Selected text:
George Burleigh (1914–1984) was a Canadian swimmer. He won gold at the Commonwealth Games in 1930 and 1934. and held Canadian freestyle swimming records in the 1930s.

Early life
In 1925, Burleigh joined the West End YMCA in Toronto. He had been given his membership as a Christmas present from his grandmother. He later described it as "probably one of the best things that ever happened to me".

Career
From 1930 to 1938, Burleigh held every Canadian record in freestyle swimming ranging from the 50 yd freestyle to the mile freestyle. During this time period, he won a total of 7 medals at the British Empire Games.

1930 British Empire Games

At the inaugural British Empire Games in 1930 in Hamilton, Ontario Burleigh, aged 16, became the youngest swimmer to represent Canada. He won bronze in both the 440 yard freestyle and 1500 yard freestyle events. He also won gold, along with teammates Munroe Bourne, Bert Gibson, and Jimmy Thompson, in the 800 yard (4 x 200 yard) freestyle relay. Only two teams entered this event, with England winning silver, only 2 yards and 0.4 seconds behind Canada's time of 8 minutes and 42.4 seconds.

1934 British Empire Games

At the 1934 British Empire Games in London Burleigh won three gold medals, later describing it as "my finest hour". Burleigh won individually in the 100 yard freestyle event, and as anchor in the 330 yard (3 x 110 yards) medley relay (with Ben Gazell and Bill Puddy) and the 800 yard (4 x 200 yards) freestyle relay (with George Larson, Robert Hooper, and Bob Pirie). A new games record was set in all three events.

Information supplied:

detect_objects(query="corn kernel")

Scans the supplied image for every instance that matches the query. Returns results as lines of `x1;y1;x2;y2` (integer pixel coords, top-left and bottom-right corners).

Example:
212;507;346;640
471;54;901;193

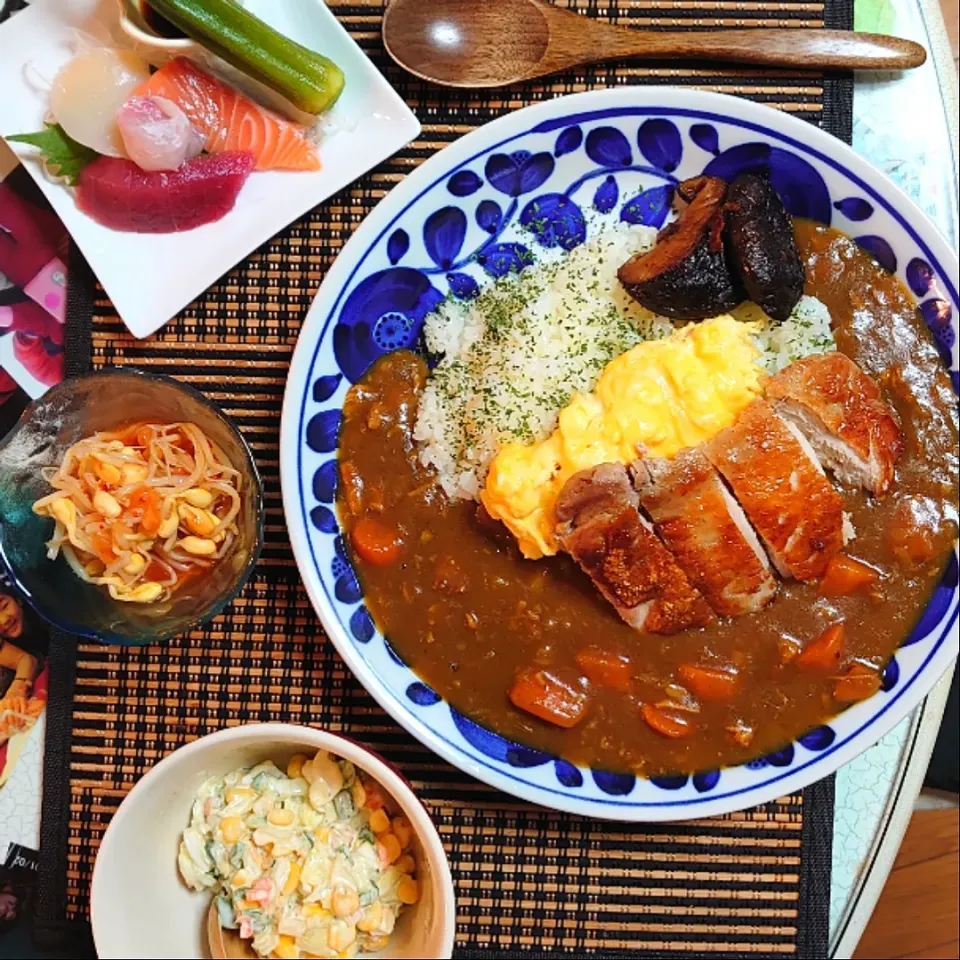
391;817;413;850
120;463;150;486
330;887;360;917
327;920;357;952
370;807;390;834
220;817;243;843
93;490;123;520
377;833;402;866
50;497;77;533
397;876;420;904
108;580;163;603
283;860;300;897
287;753;307;780
183;487;213;510
93;460;123;487
177;503;220;537
273;934;300;960
267;807;293;827
223;787;257;803
178;537;217;557
157;510;180;540
357;900;383;933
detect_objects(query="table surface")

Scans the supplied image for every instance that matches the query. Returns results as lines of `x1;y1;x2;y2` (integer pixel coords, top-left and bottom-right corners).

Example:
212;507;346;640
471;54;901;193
0;0;960;957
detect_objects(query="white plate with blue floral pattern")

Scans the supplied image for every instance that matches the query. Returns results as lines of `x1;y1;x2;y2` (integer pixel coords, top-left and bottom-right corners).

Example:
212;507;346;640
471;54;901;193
281;87;958;821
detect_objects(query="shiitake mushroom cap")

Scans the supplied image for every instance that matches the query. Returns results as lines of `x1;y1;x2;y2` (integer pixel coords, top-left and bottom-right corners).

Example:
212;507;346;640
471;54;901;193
724;173;806;322
617;177;744;320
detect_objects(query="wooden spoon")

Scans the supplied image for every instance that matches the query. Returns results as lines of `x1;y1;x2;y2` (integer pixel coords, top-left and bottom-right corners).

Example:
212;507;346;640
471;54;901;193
207;900;257;960
383;0;927;87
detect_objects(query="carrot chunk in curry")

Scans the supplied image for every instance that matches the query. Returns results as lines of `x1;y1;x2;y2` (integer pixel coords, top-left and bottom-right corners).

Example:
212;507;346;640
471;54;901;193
680;663;740;701
509;667;587;727
797;620;847;671
640;703;693;740
820;553;880;597
350;517;403;567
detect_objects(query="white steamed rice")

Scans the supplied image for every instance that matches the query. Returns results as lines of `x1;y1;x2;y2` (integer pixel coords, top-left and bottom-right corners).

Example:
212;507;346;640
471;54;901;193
414;223;834;499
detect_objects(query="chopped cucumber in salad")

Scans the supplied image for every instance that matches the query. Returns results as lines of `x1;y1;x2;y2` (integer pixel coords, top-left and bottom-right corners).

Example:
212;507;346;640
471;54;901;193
178;750;420;958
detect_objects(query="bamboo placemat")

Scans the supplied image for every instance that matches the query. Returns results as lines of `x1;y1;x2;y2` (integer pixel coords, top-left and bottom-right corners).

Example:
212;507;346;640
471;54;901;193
35;0;853;957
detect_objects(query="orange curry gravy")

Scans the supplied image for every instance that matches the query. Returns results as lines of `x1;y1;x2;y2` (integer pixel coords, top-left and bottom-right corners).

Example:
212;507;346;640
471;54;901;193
339;222;958;775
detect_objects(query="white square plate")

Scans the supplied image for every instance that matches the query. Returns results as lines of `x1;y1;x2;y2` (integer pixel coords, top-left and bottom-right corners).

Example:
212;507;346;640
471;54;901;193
0;0;420;337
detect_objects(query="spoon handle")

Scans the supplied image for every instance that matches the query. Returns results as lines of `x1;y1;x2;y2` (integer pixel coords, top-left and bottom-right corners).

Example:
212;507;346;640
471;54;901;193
531;8;927;76
612;28;927;70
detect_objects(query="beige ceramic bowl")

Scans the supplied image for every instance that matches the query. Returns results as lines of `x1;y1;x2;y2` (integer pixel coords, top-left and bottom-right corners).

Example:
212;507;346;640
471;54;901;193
90;723;456;960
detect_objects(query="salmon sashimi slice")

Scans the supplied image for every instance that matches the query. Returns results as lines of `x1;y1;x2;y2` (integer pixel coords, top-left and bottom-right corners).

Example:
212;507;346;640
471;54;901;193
630;448;777;617
136;57;320;170
704;400;847;580
557;463;716;634
767;353;903;496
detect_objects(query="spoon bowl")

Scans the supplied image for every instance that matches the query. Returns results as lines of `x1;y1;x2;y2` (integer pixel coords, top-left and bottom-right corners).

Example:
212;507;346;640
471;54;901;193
207;900;257;960
382;0;926;88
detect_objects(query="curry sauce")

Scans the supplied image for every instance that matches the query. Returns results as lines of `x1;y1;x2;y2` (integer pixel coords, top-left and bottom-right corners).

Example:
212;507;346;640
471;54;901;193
338;221;960;776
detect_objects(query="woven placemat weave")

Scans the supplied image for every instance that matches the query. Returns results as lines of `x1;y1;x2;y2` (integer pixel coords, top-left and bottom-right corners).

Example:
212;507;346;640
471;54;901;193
35;0;853;957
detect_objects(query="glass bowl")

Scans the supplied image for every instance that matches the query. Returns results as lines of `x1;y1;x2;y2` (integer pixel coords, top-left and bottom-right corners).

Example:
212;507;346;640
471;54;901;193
0;369;263;644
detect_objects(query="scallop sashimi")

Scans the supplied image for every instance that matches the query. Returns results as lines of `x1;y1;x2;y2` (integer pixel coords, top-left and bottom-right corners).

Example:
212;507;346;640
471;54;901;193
77;151;253;233
117;97;205;170
137;57;320;170
50;47;150;157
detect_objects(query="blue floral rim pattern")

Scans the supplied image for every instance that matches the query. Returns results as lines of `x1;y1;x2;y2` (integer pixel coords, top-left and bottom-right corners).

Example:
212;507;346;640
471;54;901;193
286;96;958;809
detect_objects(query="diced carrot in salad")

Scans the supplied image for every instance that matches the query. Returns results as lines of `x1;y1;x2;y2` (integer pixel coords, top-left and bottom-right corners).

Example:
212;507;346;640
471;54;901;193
820;553;880;597
796;620;846;671
574;647;633;693
679;663;740;701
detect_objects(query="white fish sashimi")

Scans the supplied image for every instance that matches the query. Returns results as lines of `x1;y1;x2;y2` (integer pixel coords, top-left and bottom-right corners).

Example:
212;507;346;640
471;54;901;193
117;97;204;170
50;47;150;157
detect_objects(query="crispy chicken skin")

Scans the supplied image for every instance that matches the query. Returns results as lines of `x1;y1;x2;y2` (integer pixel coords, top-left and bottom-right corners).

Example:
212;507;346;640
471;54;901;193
630;448;777;617
557;463;715;634
704;400;844;580
767;353;903;496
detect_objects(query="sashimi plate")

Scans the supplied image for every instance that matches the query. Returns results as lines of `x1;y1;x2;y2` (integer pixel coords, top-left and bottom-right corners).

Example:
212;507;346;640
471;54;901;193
281;87;958;820
0;0;420;337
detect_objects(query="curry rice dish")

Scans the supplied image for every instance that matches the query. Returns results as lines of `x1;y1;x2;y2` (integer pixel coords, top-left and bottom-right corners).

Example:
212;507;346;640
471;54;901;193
338;174;960;776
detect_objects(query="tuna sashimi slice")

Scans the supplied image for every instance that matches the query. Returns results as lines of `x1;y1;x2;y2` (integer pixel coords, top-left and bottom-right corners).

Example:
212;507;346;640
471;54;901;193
76;152;254;233
136;57;320;170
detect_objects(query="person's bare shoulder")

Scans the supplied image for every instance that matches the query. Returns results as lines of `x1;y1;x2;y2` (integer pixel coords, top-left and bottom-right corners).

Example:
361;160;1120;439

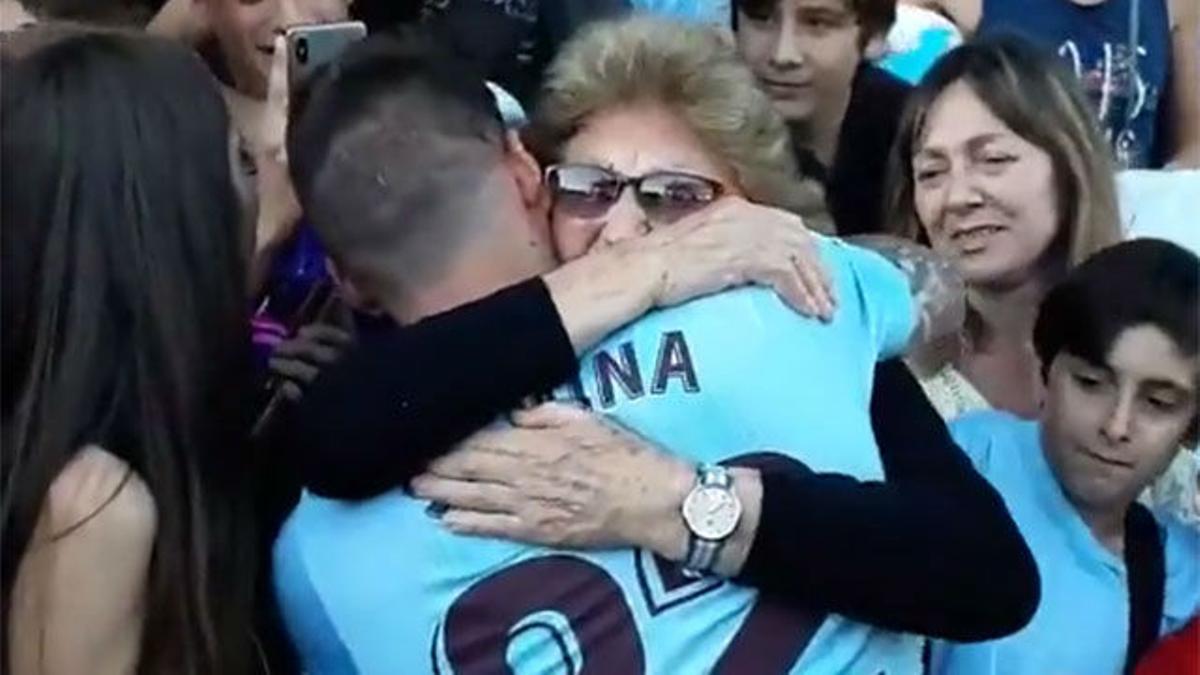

Set task:
Continue the biography of Canadian swimmer George Burleigh, picking up after its last sentence.

Result:
1938 British Empire Games

The 1938 British Empire Games in Sydney was Burleigh's last major competition. The Canadian team travelled from Vancouver, with stops at Honolulu, Fiji, and New Zealand, where the team took part in exhibition meets.

In the 880 yard (4 x 220 yards) freestyle relay Burleigh, along with teammates Gordon Devlin, Robert Hooper, and Bob Pirie, won silver. He also competed in the 110 yard freestyle competition but was not placed. The gold medal was won by fellow Canadian Bob Pirie.

Retirement

After ending his swimming career in 1938, Burleigh went to teach at the West End YMCA and retired in Wybridge, Ontario.

Awards and achievements
Burleigh was inducted in the Canadian Olympic Hall of Fame in 1976. Posthumously, he was inducted in the Ontario Aquatic Hall of Fame in 2000  and Canada's Sports Hall of Fame in 2015.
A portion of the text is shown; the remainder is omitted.